▶ [GIVEN PROBLEM 1]
Set down, word for word, the passage of the wine rack post between "Well folks, it" and "the whole process.", inclusive.

══ QUOTED TEXT

Well folks, it has been quite a while since I’ve been able to get on here and talk about the project. If you haven’t read any of the previous blogs, this is a wine rack that I built for my brother’s wedding. If you want the basic construction, see the prior posts. From here on is the little decoration details…
I hope I don’t have too many pictures ;). I think I’ll let the pictures do some of the talking for me but I want to capture the whole process.
At the very beginning of the project I intended to do an inlay of a grapevine. I bought a pack of 50 veneer samples for about 25 bucks. I practiced on a few domestic species and got mad at it. I decided then to do a wood burning with a small solid inlay instead of veneer.
Start out with a design in mind. My girlfriend was kind enough to draw this for me. Quite talented if you ask me! (points scored :) ) I copied her picture so that I didn’t mess it up, then printed it out to the final size.

════
══ RECORDS FOR THE EXERCISE

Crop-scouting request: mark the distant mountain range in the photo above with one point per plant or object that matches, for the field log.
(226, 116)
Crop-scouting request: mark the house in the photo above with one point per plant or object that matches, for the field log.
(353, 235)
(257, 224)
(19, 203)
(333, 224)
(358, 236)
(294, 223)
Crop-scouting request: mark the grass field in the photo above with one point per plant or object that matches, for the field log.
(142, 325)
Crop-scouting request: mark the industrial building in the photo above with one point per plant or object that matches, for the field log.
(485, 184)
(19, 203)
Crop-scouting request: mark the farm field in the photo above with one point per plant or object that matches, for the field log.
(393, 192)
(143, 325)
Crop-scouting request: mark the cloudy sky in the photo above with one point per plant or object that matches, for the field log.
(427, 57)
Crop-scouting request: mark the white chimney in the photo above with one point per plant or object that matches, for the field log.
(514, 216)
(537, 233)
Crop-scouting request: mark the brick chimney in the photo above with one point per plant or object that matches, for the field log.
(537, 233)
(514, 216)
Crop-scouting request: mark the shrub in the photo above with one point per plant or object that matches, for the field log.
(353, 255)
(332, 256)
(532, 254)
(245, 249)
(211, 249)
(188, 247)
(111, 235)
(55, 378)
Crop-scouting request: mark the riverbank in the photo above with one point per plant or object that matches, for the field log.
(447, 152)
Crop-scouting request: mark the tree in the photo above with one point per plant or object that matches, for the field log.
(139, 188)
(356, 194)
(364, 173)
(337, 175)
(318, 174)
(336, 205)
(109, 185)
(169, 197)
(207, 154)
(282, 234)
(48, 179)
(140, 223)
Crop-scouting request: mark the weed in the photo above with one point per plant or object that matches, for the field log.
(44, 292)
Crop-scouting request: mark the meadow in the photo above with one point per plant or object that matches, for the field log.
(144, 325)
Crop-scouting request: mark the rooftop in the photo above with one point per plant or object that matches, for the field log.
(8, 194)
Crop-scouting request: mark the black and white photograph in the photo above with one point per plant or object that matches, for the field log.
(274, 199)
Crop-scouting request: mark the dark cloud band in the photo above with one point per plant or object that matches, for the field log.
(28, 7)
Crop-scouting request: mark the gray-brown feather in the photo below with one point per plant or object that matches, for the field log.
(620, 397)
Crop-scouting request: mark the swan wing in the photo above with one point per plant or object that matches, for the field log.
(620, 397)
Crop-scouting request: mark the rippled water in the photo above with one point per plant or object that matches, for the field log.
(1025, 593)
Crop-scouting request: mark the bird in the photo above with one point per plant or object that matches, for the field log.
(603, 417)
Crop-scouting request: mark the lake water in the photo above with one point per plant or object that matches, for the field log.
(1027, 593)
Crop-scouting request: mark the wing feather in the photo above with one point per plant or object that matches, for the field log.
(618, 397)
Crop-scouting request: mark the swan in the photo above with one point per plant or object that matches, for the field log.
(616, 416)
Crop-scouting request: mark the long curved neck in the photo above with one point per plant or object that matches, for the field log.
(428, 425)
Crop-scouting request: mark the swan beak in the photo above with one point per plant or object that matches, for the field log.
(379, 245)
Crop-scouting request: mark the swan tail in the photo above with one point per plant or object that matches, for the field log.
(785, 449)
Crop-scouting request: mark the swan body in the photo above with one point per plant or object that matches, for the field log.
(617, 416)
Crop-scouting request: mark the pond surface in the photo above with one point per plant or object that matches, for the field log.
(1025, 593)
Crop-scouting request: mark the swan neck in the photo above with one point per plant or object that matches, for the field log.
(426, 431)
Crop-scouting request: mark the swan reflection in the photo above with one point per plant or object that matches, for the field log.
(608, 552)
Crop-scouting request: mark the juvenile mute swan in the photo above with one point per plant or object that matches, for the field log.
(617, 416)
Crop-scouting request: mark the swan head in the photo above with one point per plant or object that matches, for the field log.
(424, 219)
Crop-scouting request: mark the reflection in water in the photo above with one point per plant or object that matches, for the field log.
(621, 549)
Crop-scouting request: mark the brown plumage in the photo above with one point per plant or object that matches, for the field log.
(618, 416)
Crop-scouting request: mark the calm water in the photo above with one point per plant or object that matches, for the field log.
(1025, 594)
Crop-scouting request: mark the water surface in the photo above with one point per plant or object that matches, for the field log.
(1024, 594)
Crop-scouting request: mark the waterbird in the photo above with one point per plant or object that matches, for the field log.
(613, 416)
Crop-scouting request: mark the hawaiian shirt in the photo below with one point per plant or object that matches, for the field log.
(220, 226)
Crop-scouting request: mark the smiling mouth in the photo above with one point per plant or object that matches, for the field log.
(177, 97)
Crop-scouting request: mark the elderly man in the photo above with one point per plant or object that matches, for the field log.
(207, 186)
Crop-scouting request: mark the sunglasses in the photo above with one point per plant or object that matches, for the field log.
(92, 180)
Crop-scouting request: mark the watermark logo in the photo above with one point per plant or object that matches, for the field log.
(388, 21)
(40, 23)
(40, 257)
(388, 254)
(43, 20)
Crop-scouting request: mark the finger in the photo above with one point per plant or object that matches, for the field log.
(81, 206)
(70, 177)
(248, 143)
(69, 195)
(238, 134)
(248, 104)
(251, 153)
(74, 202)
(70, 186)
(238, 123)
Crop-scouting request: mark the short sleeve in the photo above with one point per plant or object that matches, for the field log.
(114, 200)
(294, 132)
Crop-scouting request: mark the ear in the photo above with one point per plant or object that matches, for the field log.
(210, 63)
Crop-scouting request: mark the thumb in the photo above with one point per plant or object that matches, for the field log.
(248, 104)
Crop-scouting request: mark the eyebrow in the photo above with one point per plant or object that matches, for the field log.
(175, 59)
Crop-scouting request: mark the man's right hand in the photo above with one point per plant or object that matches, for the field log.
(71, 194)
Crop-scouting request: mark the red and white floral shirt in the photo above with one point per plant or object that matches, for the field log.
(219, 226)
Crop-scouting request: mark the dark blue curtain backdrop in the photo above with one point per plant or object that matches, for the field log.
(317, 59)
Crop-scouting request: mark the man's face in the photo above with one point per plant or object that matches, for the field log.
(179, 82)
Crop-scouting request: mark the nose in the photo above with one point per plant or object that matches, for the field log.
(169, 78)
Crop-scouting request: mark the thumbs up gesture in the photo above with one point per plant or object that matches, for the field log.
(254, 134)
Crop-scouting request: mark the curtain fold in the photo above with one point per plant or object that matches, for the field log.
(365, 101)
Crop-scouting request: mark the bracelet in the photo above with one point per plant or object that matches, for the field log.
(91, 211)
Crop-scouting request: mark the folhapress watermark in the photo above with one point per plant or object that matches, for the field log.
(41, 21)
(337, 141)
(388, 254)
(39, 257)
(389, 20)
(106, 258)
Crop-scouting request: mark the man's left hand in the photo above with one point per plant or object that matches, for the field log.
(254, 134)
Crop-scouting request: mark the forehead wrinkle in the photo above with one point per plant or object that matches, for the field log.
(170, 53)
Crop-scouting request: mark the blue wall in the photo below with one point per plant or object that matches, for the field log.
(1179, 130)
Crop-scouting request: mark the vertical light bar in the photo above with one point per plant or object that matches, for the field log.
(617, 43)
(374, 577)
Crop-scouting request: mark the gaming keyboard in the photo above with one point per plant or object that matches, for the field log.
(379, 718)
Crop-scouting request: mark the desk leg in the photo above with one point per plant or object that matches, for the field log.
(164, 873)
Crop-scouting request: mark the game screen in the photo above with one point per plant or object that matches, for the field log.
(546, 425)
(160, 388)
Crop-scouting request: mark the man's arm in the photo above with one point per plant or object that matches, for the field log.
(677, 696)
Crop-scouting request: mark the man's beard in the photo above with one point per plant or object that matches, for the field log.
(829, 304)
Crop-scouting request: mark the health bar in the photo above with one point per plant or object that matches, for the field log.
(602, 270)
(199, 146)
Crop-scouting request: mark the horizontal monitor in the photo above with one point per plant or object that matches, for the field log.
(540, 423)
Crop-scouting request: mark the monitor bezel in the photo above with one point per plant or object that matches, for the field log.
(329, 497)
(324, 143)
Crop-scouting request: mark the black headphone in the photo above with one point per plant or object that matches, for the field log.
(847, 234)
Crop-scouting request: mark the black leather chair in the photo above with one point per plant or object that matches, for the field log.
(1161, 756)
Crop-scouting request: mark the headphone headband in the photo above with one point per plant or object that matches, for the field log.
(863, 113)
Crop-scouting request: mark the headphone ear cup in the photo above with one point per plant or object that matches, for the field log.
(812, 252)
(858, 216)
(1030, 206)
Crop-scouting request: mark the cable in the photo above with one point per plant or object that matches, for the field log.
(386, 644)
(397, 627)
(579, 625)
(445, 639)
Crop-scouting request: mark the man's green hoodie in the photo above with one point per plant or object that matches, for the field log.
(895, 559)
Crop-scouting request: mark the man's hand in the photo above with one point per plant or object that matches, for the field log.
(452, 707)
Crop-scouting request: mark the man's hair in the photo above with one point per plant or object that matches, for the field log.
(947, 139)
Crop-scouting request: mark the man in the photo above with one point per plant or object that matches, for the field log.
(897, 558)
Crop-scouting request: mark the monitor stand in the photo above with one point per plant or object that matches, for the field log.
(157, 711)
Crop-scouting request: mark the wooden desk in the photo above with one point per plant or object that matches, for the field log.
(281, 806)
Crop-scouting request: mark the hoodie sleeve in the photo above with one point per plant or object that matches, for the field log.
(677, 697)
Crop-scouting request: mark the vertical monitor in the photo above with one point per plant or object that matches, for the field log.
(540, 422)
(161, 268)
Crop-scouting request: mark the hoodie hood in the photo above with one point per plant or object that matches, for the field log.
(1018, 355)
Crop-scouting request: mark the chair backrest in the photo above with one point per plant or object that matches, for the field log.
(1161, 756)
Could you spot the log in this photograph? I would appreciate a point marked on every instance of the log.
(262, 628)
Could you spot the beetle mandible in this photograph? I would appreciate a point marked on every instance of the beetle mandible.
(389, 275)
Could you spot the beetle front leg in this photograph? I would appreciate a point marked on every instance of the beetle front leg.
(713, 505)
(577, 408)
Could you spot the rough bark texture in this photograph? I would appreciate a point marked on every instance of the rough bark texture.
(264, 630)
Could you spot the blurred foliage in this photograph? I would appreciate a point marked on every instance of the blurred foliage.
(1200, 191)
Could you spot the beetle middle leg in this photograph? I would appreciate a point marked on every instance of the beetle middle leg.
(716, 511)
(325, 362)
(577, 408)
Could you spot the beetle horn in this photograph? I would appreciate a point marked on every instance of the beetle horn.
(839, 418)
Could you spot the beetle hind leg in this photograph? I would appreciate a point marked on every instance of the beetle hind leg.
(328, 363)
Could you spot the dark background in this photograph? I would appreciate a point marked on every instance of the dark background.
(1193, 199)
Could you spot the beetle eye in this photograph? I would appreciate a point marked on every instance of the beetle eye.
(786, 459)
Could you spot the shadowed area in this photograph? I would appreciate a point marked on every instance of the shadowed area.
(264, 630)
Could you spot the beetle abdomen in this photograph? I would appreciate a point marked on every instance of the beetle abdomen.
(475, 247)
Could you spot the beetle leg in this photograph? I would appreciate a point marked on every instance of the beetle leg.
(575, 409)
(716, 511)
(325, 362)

════

▶ [GIVEN PROBLEM 2]
Update the lines of the listing between the line holding "Crop-scouting request: mark the swan reflection" and the line holding "(1025, 594)", inclusive, so that "field log" becomes "scouting record" and nothing else changes. Return only those lines.

▶ [COMPLETE RESPONSE 1]
Well folks, it has been quite a while since I’ve been able to get on here and talk about the project. If you haven’t read any of the previous blogs, this is a wine rack that I built for my brother’s wedding. If you want the basic construction, see the prior posts. From here on is the little decoration details…
I hope I don’t have too many pictures ;). I think I’ll let the pictures do some of the talking for me but I want to capture the whole process.

▶ [COMPLETE RESPONSE 2]
Crop-scouting request: mark the swan reflection in the photo above with one point per plant or object that matches, for the scouting record.
(608, 552)
Crop-scouting request: mark the juvenile mute swan in the photo above with one point per plant or object that matches, for the scouting record.
(617, 416)
Crop-scouting request: mark the swan head in the photo above with one point per plant or object that matches, for the scouting record.
(424, 219)
Crop-scouting request: mark the reflection in water in the photo above with one point per plant or object that matches, for the scouting record.
(621, 549)
Crop-scouting request: mark the brown plumage in the photo above with one point per plant or object that matches, for the scouting record.
(618, 416)
Crop-scouting request: mark the calm water in the photo above with one point per plant or object that matches, for the scouting record.
(1025, 594)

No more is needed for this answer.